AUFGABEN:
- 1) Prüfe, ob die Aussagen (a), (b) und (c) mit dem Text über Gewalt in der Pflege übereinstimmen. Antworte bei jeder mit Ja oder Nein und zitiere die entscheidenden Worte aus dem Text wörtlich.
(a) Ulli Maria Jefcoat wurde als Berufsanfängerin von einer Bewohnerin in den Arm gebissen.
(b) Ulli Maria Jefcoat leitet heute ein Alten- und Pflegeheim in Frankfurt.
(c) Nach Dr. Ralf Suhr sind von Gewalt in der Pflege nur pflegebedürftige Menschen betroffen.
- 2) Schreib den Text über Gewalt in der Pflege nach seinem letzten Satz weiter.

═════ VORGEGEBENER TEXT ═════

Oft im Verborgenen: Gewalt in Pflegebeziehungen

Von Dr. Ulrike Gebhardt Lesezeit 4 Minuten
Schattenbild von einer Person, die einer im Rollstuhl sitzenden Person den Rücken zuwendet

Obwohl oft mit Tabus behaftet, hat das Bewusstsein für das Thema ›Gewalt in der Pflege‹ zugenommen. Präventionskonzepte sollten aber in allen Einrichtungen verankert sein.

Schon als Berufsanfängerin in der Pflege machte Ulli Maria Jefcoat eine belastende Erfahrung mit dem Thema Gewalt: Sie wollte einer psychisch kranken Bewohnerin der Einrichtung, in der sie tätig war, über eine belebte Straße helfen. Doch die Bewohnerin wehrte sich gegen den festen Griff und biss Jefcoat in den Arm. Diese ist ihren Kolleginnen heute noch dankbar, dass sie sich nicht nur um die Verletzung kümmerten, sondern sie auch psychisch unterstützten: »Es war so wichtig für mich, über das Erlebte sprechen zu können«, sagt Jefcoat, die sich heute in einem Alten- und Pflegeheim in Frankfurt als Leiterin für das Gewaltpräventionsprojekt PEKo engagiert. Wie vielschichtig das Problem ›Gewalt in der Pflege‹ in der Praxis ist, beschreiben der Pflegewissenschaftler Jürgen Osterbrink und die Juristin Franziska Andratsch unter anderem am Beispiel einer Altenpflegerin, die eine Bewohnerin im Pflegeheim auffordert, in ihr Zimmer zu gehen, weil es Zeit für das Abendessen ist. Als sich die alte Dame vehement weigert, packt die Pflegerin sie an der Hand und versucht, sie brüsk in ihr Zimmer zu schleifen.

Hohe Dunkelziffer

»Gewalt in der Pflege kommt häufig vor; sowohl pflegebedürftige als auch pflegende Menschen sind davon betroffen«, sagt Dr. Ralf Suhr, Vorstandsvorsitzender des Zentrums für Qualität in der Pflege (ZQP). Es handele sich um ein schwerwiegendes Problem mit erheblichem negativen Einfluss auf die Lebensqualität sowie die Gesundheit der Betroffenen.

═════ DATEN ZUR AUSWERTUNG ═════

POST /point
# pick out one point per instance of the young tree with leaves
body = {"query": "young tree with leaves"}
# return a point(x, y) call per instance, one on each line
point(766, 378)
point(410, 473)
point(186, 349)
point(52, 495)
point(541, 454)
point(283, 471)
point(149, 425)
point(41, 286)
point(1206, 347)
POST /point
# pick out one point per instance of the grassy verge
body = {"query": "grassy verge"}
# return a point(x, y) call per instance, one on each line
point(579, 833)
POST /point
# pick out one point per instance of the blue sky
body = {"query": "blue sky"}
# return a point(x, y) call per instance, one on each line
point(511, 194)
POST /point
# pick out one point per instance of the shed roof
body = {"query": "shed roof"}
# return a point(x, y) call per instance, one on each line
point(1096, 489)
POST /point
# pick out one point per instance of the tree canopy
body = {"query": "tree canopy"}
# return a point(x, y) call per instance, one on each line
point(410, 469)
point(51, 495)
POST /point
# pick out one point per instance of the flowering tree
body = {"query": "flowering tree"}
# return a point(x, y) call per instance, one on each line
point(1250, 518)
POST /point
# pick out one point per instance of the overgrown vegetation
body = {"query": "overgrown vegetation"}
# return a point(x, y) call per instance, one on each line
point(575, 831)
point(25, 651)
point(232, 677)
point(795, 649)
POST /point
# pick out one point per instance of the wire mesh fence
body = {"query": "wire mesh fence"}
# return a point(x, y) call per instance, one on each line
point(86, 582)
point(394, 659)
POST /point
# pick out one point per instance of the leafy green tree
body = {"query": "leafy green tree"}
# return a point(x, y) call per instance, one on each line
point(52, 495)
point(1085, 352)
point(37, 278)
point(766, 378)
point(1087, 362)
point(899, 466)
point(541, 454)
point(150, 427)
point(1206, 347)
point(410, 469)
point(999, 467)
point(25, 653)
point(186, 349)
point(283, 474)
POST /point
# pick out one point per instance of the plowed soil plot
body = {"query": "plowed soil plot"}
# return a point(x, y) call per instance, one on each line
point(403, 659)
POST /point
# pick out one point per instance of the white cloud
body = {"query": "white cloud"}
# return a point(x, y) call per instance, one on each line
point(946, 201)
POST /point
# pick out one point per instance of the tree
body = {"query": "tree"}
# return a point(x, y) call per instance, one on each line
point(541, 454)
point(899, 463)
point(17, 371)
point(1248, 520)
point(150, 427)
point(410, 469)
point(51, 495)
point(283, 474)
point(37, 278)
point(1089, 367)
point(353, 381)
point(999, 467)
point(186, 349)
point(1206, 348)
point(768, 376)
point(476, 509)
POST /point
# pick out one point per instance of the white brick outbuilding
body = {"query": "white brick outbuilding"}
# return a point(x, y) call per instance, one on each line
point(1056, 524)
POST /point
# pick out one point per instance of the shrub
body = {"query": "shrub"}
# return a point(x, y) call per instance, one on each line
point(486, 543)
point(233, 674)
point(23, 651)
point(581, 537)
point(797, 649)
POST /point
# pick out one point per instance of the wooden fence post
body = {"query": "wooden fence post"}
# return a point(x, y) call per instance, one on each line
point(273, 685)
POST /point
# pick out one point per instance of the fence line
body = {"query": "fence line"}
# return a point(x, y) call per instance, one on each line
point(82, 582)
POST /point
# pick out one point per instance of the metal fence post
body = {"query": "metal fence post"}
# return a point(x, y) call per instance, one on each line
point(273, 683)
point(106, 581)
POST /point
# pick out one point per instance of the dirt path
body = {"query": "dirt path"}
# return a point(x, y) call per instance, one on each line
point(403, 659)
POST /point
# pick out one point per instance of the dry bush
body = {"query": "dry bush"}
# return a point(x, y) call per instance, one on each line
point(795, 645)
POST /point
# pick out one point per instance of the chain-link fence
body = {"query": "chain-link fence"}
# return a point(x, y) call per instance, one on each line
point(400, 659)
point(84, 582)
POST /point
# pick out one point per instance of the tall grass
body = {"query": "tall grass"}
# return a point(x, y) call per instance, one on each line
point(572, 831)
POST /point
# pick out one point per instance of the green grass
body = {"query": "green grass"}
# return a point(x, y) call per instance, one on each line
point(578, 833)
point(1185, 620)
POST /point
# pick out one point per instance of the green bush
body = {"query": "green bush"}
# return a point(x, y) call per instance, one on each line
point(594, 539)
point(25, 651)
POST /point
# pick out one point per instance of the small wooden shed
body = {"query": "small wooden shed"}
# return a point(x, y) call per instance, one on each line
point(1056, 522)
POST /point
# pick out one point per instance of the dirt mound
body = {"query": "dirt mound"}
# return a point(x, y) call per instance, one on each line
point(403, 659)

═════
═════ DATEN ZUR AUSWERTUNG ═════

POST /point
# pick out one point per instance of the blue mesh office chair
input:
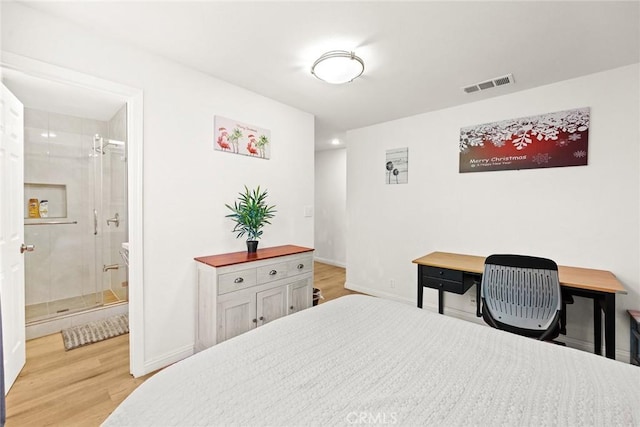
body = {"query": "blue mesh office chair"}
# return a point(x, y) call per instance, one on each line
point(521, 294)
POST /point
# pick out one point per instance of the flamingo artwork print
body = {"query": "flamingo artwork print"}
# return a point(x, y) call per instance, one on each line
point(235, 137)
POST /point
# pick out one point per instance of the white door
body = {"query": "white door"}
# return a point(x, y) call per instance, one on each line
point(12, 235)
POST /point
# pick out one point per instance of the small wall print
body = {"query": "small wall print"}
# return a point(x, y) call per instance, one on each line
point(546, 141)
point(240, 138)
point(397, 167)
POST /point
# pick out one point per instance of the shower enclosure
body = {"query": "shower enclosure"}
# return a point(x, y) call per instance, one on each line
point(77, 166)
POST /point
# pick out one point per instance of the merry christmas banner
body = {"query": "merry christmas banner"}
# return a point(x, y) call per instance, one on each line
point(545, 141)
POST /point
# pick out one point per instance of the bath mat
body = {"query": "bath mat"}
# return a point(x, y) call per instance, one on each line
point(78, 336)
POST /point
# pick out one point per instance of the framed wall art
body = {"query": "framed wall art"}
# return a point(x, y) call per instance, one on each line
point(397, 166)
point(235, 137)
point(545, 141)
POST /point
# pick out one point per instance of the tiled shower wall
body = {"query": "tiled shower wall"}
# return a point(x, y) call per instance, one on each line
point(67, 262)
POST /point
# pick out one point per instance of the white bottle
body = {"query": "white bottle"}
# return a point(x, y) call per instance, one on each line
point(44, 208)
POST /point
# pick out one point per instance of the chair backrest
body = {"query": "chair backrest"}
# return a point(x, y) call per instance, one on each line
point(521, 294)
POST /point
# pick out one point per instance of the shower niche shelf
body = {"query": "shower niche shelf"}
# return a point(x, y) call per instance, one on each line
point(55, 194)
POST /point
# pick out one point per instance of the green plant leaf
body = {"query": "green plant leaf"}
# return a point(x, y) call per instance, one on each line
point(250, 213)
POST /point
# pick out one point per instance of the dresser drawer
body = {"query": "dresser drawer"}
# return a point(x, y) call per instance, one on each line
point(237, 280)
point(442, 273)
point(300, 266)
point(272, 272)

═════
═════ DATEN ZUR AUSWERTUNG ═════

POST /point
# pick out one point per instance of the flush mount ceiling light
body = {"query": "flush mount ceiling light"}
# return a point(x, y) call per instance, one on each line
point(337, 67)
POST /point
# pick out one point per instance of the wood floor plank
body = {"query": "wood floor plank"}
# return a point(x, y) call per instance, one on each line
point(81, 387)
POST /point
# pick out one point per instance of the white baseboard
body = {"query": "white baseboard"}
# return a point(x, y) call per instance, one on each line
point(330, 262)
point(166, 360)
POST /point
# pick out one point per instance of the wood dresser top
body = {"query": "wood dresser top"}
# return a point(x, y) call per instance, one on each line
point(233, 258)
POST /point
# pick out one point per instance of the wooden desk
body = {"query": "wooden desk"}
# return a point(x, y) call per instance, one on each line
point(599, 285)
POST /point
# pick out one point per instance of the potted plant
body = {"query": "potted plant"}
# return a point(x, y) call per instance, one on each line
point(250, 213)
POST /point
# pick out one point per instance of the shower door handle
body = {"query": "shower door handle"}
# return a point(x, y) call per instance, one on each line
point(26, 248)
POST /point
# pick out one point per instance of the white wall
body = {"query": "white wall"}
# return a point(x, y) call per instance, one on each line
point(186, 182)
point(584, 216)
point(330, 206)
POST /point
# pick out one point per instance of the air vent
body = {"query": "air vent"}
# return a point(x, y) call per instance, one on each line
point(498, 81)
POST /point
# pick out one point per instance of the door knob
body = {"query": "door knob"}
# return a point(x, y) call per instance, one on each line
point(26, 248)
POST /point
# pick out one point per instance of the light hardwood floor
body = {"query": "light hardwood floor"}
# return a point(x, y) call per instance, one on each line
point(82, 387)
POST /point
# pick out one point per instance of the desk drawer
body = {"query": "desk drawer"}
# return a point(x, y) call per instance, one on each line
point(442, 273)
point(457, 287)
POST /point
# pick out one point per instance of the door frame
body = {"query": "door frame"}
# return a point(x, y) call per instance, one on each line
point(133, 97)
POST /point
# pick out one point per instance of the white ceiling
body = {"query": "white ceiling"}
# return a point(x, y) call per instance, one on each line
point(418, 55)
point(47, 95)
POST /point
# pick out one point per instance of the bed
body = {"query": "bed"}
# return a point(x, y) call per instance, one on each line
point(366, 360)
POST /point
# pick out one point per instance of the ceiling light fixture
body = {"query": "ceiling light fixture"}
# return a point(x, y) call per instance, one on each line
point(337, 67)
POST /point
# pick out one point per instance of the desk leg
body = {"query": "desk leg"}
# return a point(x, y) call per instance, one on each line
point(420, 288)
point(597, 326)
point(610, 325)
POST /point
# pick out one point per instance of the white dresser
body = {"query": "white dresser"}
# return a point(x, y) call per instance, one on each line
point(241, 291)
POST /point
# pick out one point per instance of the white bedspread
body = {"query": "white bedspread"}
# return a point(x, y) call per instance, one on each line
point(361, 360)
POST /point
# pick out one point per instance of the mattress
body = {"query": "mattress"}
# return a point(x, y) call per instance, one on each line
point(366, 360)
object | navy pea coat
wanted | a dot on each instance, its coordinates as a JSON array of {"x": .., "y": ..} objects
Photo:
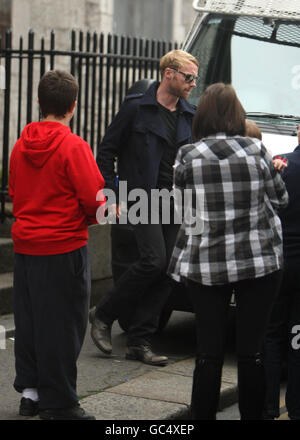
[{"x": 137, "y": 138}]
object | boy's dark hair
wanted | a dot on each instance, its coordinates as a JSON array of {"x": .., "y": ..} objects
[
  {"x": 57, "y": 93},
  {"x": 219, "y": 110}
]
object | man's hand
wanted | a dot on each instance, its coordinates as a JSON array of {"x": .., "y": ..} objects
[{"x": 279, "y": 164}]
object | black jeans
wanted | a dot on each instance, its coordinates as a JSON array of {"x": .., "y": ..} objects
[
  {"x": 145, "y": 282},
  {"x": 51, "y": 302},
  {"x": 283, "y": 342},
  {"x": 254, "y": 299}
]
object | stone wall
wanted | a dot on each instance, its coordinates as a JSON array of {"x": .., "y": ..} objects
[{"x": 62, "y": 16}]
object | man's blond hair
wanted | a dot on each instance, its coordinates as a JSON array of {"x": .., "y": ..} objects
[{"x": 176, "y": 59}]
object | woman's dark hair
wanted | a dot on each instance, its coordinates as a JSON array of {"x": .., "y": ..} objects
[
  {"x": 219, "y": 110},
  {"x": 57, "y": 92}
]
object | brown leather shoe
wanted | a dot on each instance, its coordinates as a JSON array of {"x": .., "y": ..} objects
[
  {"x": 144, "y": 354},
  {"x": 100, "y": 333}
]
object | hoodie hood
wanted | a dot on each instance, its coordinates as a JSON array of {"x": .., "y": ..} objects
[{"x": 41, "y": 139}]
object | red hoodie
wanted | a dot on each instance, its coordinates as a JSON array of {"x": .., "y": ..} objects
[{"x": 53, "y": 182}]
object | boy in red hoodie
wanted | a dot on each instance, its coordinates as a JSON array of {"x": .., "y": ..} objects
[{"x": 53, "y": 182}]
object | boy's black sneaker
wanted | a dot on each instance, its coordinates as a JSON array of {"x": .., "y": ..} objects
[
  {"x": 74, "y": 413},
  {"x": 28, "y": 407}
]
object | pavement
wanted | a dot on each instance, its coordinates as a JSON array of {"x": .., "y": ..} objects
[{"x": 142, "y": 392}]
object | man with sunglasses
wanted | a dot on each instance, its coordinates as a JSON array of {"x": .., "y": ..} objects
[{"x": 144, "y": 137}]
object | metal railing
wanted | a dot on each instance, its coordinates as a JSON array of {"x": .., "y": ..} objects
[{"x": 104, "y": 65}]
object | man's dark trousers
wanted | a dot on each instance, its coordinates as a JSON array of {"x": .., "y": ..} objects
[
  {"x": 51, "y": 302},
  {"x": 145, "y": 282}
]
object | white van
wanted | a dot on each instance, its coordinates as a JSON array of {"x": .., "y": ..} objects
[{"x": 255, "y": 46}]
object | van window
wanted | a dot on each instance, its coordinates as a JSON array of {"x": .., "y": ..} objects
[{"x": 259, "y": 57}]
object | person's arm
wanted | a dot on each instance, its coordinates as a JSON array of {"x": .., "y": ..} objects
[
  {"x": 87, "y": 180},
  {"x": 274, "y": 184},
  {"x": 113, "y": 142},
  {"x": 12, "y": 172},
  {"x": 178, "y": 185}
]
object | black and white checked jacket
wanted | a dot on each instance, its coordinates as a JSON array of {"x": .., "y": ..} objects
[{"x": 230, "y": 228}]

═════

LÖSUNGEN:
- 1)
(a) Ja: „Doch die Bewohnerin wehrte sich gegen den festen Griff und biss Jefcoat in den Arm.“
(b) Nein: „die sich heute in einem Alten- und Pflegeheim in Frankfurt als Leiterin für das Gewaltpräventionsprojekt PEKo engagiert“
(c) Nein: „sowohl pflegebedürftige als auch pflegende Menschen sind davon betroffen“

- 2)
Dabei seien Missbrauch, Misshandlung und Vernachlässigung der besonders vulnerablen Gruppe älterer pflegebedürftiger Menschen ein äußerst tabubehaftetes Phänomen, »bei dem viele Ereignisse und Schicksale wahrscheinlich nie bekannt werden, also in einem erheblichen Dunkelfeld liegen«, erklärt Suhr.

Vor diesem Hintergrund müssen auch die Studien zur ›Häufigkeit von Gewalt in der Pflege‹ gesehen werden. In einer Befragung von rund 1.000 Leitungspersonen in der stationären Pflege in Deutschland, die vor drei Jahren durchgeführt wurde, gaben zum Beispiel knapp 70 % der Befragten an, in den letzten zwölf Monaten mindestens einen Fall von Gewalt in ihrer Einrichtung mitbekommen zu haben. Zumeist seien das Auseinandersetzungen der Bewohnerinnen und Bewohner untereinander gewesen (63 %), aber es habe auch Gewalt durch Beschäftigte oder Angehörige gegeben (jeweils 19 %).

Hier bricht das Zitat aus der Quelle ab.